*ACTION ITEM:* Once every line containing "target" has been counted, report the total for the data and nothing else.

*STUDY MATERIAL:*
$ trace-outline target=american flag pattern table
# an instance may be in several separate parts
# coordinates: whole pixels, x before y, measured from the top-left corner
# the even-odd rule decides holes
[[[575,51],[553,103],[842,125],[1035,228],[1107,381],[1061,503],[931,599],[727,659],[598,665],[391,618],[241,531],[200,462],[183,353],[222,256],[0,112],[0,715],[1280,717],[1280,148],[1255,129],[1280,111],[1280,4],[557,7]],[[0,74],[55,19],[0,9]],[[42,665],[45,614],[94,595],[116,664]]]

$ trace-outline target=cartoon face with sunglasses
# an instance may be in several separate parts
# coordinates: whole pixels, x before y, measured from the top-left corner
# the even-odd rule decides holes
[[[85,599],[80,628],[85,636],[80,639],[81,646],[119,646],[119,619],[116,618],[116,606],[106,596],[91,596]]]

--

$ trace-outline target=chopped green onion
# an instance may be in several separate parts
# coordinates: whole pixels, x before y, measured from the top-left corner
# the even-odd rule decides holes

...

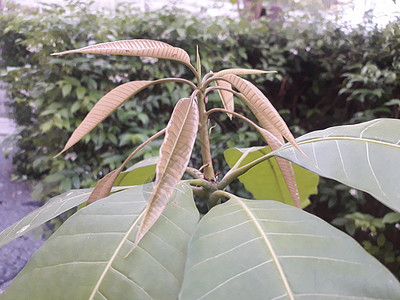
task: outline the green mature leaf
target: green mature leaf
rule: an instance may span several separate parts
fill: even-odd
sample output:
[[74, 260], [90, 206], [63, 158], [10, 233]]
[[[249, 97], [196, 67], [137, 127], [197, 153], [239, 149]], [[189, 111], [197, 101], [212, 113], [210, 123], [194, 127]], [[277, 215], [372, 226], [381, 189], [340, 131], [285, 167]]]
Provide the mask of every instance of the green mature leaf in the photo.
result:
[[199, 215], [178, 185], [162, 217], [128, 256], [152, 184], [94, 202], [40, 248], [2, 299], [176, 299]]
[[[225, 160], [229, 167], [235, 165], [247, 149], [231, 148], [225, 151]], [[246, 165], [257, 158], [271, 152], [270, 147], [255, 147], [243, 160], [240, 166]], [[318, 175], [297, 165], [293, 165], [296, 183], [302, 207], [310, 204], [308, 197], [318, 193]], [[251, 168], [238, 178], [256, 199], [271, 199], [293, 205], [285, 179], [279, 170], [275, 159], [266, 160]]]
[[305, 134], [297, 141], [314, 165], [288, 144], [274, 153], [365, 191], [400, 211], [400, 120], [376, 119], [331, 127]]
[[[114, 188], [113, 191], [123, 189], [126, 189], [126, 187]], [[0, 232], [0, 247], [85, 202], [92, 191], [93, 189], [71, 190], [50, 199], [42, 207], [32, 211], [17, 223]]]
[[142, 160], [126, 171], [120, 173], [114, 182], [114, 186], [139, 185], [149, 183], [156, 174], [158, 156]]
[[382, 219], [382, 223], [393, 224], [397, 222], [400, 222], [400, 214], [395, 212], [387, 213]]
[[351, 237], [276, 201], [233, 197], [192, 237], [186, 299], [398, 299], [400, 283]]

*YOUR RESPONSE:* 4